# PROBLEM TO SOLVE:
The expected output is the line with "Prompt: id badge on lanyard" followed by every remaining line of the entries, all repeated exactly.

# # # # # # #

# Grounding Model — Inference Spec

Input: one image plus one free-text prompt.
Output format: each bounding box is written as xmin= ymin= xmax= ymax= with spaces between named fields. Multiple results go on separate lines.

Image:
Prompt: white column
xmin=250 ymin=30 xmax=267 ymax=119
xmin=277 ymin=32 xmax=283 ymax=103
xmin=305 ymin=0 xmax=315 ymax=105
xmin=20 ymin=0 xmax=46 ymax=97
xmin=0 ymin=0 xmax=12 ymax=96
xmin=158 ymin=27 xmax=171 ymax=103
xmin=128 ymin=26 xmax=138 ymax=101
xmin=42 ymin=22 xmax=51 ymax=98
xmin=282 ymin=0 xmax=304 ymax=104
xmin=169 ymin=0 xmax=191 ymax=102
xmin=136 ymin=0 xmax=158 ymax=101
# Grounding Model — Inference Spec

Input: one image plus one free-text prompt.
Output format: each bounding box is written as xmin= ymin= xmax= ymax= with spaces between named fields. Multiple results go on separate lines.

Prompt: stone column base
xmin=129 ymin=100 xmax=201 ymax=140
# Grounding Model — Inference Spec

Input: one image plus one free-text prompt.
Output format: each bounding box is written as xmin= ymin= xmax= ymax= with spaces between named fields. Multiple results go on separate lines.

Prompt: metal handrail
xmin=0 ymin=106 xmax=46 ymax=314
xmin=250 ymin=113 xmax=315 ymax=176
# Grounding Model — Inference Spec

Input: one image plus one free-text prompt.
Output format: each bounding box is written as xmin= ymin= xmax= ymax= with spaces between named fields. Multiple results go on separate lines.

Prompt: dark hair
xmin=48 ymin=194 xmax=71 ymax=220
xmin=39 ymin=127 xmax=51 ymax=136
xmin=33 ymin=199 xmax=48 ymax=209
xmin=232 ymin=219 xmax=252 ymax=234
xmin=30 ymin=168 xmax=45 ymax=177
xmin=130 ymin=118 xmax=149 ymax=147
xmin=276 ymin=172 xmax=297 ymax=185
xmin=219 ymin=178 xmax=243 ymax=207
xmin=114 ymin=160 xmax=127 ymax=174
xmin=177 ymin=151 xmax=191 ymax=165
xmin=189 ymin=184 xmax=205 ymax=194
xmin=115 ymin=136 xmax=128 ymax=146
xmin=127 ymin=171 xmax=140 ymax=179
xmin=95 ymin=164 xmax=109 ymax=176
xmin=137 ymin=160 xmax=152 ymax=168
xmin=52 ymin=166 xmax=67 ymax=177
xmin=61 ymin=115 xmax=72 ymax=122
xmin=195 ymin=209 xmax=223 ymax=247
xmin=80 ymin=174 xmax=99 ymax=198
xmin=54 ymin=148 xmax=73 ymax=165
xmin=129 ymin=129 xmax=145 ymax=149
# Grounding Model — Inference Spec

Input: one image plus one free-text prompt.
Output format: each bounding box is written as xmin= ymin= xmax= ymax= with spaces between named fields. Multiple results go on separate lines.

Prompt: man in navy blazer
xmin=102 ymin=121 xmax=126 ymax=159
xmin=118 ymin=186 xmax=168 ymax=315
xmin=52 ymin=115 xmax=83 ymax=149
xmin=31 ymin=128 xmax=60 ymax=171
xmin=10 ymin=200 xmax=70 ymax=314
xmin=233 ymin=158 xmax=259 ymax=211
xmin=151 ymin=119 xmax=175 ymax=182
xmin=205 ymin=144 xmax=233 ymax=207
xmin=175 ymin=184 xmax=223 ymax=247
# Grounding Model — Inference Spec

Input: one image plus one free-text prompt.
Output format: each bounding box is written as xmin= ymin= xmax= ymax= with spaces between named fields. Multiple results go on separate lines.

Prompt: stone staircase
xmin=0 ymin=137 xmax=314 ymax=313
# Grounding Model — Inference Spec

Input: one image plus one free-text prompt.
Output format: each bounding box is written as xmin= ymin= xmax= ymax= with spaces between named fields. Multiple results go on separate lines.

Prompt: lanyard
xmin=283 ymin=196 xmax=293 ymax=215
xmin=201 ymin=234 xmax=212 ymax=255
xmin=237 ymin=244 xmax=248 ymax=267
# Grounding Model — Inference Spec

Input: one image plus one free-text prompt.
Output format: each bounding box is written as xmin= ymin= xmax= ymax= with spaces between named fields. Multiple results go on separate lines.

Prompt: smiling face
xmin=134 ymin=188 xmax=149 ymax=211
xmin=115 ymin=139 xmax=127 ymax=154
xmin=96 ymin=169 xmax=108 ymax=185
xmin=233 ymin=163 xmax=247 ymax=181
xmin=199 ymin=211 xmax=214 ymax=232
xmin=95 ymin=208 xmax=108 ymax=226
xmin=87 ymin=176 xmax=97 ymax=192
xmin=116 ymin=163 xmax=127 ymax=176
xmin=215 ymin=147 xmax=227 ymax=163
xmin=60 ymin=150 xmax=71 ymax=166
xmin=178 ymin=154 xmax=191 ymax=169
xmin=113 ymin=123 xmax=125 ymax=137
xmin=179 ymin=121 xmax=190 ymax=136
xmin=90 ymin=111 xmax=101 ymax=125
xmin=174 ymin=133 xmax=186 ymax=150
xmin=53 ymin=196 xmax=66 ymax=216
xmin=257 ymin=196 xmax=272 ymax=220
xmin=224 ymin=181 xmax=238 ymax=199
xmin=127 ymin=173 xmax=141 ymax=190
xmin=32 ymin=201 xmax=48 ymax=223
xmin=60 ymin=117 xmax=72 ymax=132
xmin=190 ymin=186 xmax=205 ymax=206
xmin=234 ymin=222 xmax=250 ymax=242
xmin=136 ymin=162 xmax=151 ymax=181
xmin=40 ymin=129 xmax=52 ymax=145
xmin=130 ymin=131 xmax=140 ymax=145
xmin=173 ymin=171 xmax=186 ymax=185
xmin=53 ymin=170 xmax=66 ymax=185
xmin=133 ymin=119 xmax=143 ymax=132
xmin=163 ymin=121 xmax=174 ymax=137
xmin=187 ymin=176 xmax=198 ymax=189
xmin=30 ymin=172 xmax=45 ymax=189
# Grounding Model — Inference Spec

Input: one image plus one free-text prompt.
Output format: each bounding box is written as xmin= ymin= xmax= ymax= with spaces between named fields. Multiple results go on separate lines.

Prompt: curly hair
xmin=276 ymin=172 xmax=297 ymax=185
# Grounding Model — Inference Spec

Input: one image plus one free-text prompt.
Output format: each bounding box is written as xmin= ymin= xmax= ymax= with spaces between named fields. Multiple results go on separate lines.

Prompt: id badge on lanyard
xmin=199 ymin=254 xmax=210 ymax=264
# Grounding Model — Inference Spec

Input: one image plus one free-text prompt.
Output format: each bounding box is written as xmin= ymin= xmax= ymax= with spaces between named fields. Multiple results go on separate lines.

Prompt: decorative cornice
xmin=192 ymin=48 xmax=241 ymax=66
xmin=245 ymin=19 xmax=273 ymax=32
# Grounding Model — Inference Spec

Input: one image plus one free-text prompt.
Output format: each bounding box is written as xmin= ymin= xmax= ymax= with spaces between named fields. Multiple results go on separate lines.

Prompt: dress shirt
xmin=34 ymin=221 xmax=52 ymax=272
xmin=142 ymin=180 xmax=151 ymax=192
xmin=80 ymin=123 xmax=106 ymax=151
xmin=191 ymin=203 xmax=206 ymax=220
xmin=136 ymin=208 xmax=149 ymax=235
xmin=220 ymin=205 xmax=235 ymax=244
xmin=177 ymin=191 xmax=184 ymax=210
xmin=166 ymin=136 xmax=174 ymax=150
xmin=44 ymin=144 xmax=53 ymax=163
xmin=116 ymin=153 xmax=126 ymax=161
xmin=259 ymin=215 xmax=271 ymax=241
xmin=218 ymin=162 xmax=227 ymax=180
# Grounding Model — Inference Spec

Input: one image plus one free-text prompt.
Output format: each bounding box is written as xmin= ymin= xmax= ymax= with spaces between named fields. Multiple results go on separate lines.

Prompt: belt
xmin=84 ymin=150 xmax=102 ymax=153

# # # # # # #

# ANSWER BELOW:
Prompt: id badge on lanyard
xmin=199 ymin=254 xmax=210 ymax=264
# Grounding Model — Inference Spec

Input: one image plus one free-text prompt.
Output format: each bounding box is written as xmin= ymin= xmax= ymax= with spaces between named fields. Multiple results go on separate lines.

Prompt: decorative cornice
xmin=192 ymin=48 xmax=241 ymax=66
xmin=245 ymin=19 xmax=273 ymax=32
# Grounding Model — Inference Spec

Input: one image plus one free-text prompt.
Output format: each bounding box is written as xmin= ymin= xmax= ymax= with spaces between named fields. Multiple results go on separate lines.

Prompt: dress shirt
xmin=34 ymin=221 xmax=52 ymax=272
xmin=142 ymin=180 xmax=151 ymax=192
xmin=80 ymin=123 xmax=106 ymax=151
xmin=191 ymin=203 xmax=206 ymax=220
xmin=136 ymin=208 xmax=149 ymax=235
xmin=220 ymin=205 xmax=235 ymax=244
xmin=177 ymin=191 xmax=184 ymax=210
xmin=166 ymin=136 xmax=174 ymax=150
xmin=44 ymin=144 xmax=53 ymax=163
xmin=116 ymin=153 xmax=126 ymax=161
xmin=259 ymin=215 xmax=271 ymax=241
xmin=218 ymin=162 xmax=227 ymax=180
# Grounding Model — Inference Spec

Input: one image plus one free-text prompt.
Output format: each bounding box is written as xmin= ymin= xmax= ymax= with spaces between named fields. Multiple results go on separate lines.

Prompt: belt
xmin=84 ymin=150 xmax=102 ymax=153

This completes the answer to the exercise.